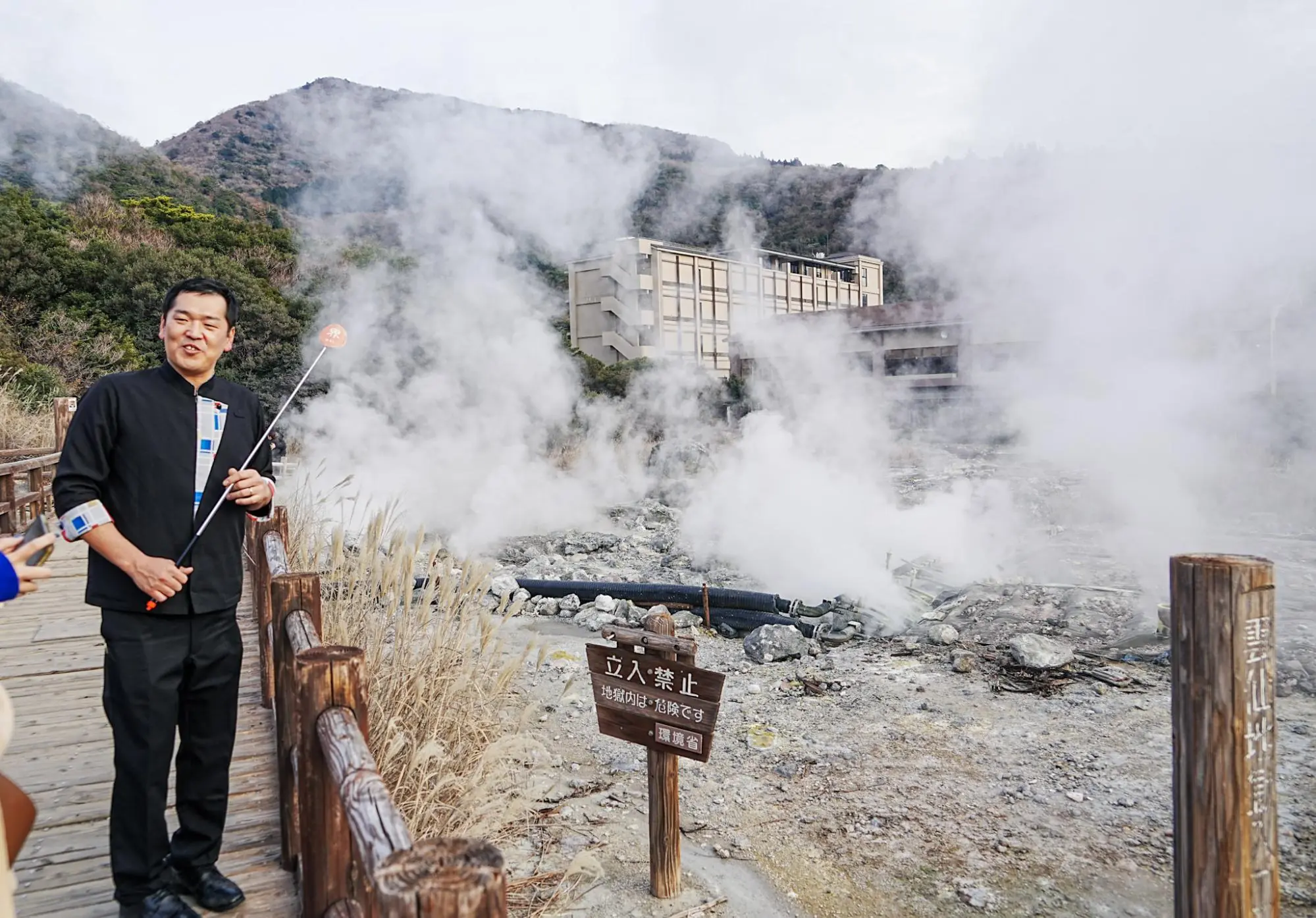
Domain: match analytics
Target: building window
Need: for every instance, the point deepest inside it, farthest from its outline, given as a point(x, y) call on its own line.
point(922, 362)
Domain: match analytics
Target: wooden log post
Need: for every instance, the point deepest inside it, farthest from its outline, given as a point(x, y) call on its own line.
point(269, 558)
point(664, 796)
point(325, 678)
point(295, 604)
point(8, 514)
point(37, 485)
point(378, 829)
point(448, 878)
point(1223, 651)
point(63, 412)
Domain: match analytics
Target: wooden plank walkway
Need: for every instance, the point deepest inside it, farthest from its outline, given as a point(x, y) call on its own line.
point(61, 754)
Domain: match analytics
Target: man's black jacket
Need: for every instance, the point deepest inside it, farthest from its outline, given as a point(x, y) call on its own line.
point(132, 445)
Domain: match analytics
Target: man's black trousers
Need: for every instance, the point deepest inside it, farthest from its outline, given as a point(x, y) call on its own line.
point(166, 672)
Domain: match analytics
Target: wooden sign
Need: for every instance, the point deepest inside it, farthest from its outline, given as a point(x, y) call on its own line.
point(648, 691)
point(660, 704)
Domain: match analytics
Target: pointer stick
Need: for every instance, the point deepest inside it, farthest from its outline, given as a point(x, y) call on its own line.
point(330, 337)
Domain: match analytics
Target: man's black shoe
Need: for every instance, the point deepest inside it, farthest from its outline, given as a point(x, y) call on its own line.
point(209, 888)
point(161, 904)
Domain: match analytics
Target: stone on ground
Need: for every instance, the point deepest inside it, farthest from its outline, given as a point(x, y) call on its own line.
point(1038, 653)
point(770, 643)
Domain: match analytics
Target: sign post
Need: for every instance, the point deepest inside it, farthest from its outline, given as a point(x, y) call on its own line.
point(648, 691)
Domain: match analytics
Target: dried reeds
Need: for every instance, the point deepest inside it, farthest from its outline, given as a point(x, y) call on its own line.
point(445, 726)
point(21, 429)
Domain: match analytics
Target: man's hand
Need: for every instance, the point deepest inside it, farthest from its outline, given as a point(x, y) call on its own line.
point(158, 579)
point(28, 576)
point(249, 488)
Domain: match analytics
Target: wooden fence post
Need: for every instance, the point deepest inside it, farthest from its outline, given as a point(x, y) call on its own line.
point(290, 593)
point(65, 409)
point(445, 878)
point(1223, 651)
point(664, 796)
point(261, 574)
point(8, 517)
point(325, 678)
point(37, 485)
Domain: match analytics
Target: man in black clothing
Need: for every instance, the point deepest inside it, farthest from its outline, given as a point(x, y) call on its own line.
point(145, 460)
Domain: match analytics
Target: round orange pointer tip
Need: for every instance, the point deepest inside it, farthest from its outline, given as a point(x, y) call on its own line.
point(333, 337)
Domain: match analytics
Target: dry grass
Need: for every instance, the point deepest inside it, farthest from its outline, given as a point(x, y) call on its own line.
point(21, 429)
point(446, 728)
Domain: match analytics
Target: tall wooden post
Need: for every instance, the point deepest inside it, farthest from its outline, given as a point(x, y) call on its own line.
point(1226, 830)
point(37, 485)
point(65, 409)
point(290, 593)
point(9, 517)
point(266, 564)
point(664, 797)
point(325, 678)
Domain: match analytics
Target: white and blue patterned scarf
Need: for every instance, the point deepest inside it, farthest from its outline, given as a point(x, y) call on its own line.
point(211, 417)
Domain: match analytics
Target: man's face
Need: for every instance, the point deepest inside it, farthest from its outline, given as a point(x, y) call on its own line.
point(195, 333)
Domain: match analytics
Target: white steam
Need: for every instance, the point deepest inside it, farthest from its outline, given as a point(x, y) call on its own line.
point(1147, 261)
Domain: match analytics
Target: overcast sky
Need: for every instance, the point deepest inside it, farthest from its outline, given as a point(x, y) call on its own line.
point(858, 81)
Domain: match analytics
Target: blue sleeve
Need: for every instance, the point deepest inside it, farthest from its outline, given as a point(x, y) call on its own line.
point(8, 580)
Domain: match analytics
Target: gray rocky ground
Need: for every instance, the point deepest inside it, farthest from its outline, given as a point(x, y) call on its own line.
point(945, 767)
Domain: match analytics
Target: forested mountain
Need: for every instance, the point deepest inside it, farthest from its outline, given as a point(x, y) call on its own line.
point(257, 151)
point(93, 229)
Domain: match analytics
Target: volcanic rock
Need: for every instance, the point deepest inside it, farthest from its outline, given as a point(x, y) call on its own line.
point(770, 643)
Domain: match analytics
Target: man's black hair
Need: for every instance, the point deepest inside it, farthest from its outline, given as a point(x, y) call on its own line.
point(203, 286)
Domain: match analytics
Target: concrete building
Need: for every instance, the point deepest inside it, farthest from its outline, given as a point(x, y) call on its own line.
point(928, 352)
point(656, 300)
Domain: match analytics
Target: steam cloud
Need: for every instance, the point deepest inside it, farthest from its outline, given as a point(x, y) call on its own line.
point(1147, 260)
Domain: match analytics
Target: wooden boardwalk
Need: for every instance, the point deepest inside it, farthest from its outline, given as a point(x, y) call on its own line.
point(61, 754)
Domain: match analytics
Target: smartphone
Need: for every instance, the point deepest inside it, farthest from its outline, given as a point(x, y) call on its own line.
point(34, 531)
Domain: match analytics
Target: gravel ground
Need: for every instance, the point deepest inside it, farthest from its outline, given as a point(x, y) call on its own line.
point(906, 788)
point(911, 791)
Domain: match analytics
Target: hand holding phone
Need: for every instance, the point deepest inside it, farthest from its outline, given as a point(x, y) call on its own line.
point(38, 530)
point(18, 571)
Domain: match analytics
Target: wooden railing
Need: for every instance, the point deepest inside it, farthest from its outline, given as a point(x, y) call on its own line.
point(340, 829)
point(37, 470)
point(18, 512)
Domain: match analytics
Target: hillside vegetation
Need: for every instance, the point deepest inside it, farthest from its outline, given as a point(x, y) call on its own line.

■ ■ ■ ■

● **TASK TO COMPLETE**
Find the line that contains "Target: hillside vegetation" in the data above. Reproduce it and every later line exactly, through the last one.

● **ANSWER SPACE**
Target: hillside vegetation
Need: for every instance, the point deepest inside it, farthest from its outline, given as a point(x, y) call on its own line.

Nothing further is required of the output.